**SELECTION:**
= = = = = = =
# Assignment 2: Complex Queries (100 points total)

Complete the problems in this notebook.
It does not matter whether you show the output of each code block.
Submit your resulting .ipynb file on Canvas.

The following is the generic grading scheme when more specific grading guidelines don't apply (either because there are no more specific guidelines, or the student solution doesn't match the guidelines well).
* 100% correct
*  80% very close to correct (either semantically close -- gets almost all cases correct, or syntactically close -- a small change would fix it)
*  60% mostly correctly ideas, but needs work
*  40% inputs and outputs are of the right form, and computation has some correct ideas, but far from correct/complete
*  20% some minimal correct ideas, but mostly wrong

First, the standard preliminary steps.  For security, don't include your riceuser password.

In [1]:
%load_ext sql

In [2]:
%sql postgresql://riceuser:ricepassword@localhost/ricedb

'Connected: riceuser@ricedb'

# Problem 1 (20 points total)

We provide SQL code to create a table with some data.  You will write SQL queries having the desired output.  In this problem, the behavior is described by example.

In [3]:
%%sql

DROP TABLE IF EXISTS Purchase CASCADE;

CREATE TABLE Purchase (
    customer INT,                 -- ID of purchasing customer 
    item     INT,                 -- ID of purchased item 
    price    MONEY,               -- price of each purchased item
    quantity INT,                 -- quantity of items purchased
    PRIMARY KEY (customer, item)
= = = = = = =
**DATA IN THIS EXERCISE:**

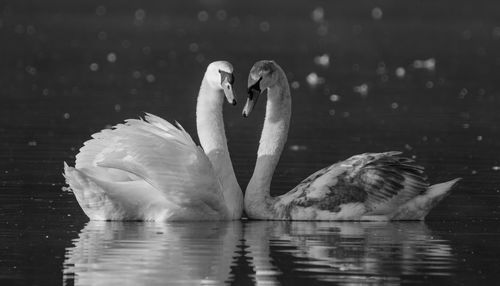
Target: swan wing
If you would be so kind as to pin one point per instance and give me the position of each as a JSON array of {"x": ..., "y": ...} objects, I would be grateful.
[
  {"x": 381, "y": 181},
  {"x": 159, "y": 153}
]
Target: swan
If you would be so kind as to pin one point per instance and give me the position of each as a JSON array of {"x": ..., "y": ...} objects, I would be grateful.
[
  {"x": 152, "y": 170},
  {"x": 370, "y": 186}
]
= = = = = = =
**DIRECTION A:** Rewrite all of the records with every "swan" swapped for "goose" and nothing else changed. Leave the pictures out of your answer.
**DIRECTION B:** Extend the assignment on complex SQL queries, picking up right after its last line.

**WRITTEN REPLY A:**
Target: goose wing
If you would be so kind as to pin one point per instance and give me the position of each as a JSON array of {"x": ..., "y": ...} objects, I would be grateful.
[
  {"x": 381, "y": 181},
  {"x": 159, "y": 153}
]
Target: goose
If you would be so kind as to pin one point per instance and give me the position of each as a JSON array of {"x": ..., "y": ...} objects, I would be grateful.
[
  {"x": 152, "y": 170},
  {"x": 370, "y": 186}
]

**WRITTEN REPLY B:**
);

INSERT INTO Purchase (customer, item, price, quantity)
VALUES 
    (12567, 654,  7.00,  1),
    (15443, 423,  5.00, 23),
    (15443, 654,  6.50,  8),
    (28244, 766, 10.00,  1),
    (75245, 423,  5.50,  2);

Done.
Done.
5 rows affected.


[]

## Part a (5 points)

Write a SQL query that generates the following results from the data.

| total_quantity |
|:---------------|
|             35 |

In [5]:
%%sql
SELECT Sum(quantity) AS total_quantity
FROM Purchase;

1 rows affected.


total_quantity
35


## Part b (5 points)

Write a SQL query that generates the following results from the data.  The order of the rows is irrelevant.

| customer | item |  price  | quantity  | total_price  |
|:---------|:-----|:--------|:----------|:-------------|
| 12567    | 654  | \$7.00  | 1         | \$7.00       |
| 15443    | 423  | \$5.00  | 23        | \$115.00     |
| 15443    | 654  | \$6.50  | 8         | \$52.00      |
| 28244    | 766  | \$10.00 | 1         | \$10.00      |
| 75245    | 423  | \$5.50  | 2         | \$11.00      |

In [6]:
%%sql
SELECT customer, item, price, quantity, price * quantity AS total_price
FROM Purchase;

5 rows affected.


customer,item,price,quantity,total_price
12567,654,$7.00,1,$7.00
15443,423,$5.00,23,$115.00
15443,654,$6.50,8,$52.00
28244,766,$10.00,1,$10.00
75245,423,$5.50,2,$11.00


## Part c (5 points)

Write a SQL query that generates the following results from the data.  The order of the rows is irrelevant.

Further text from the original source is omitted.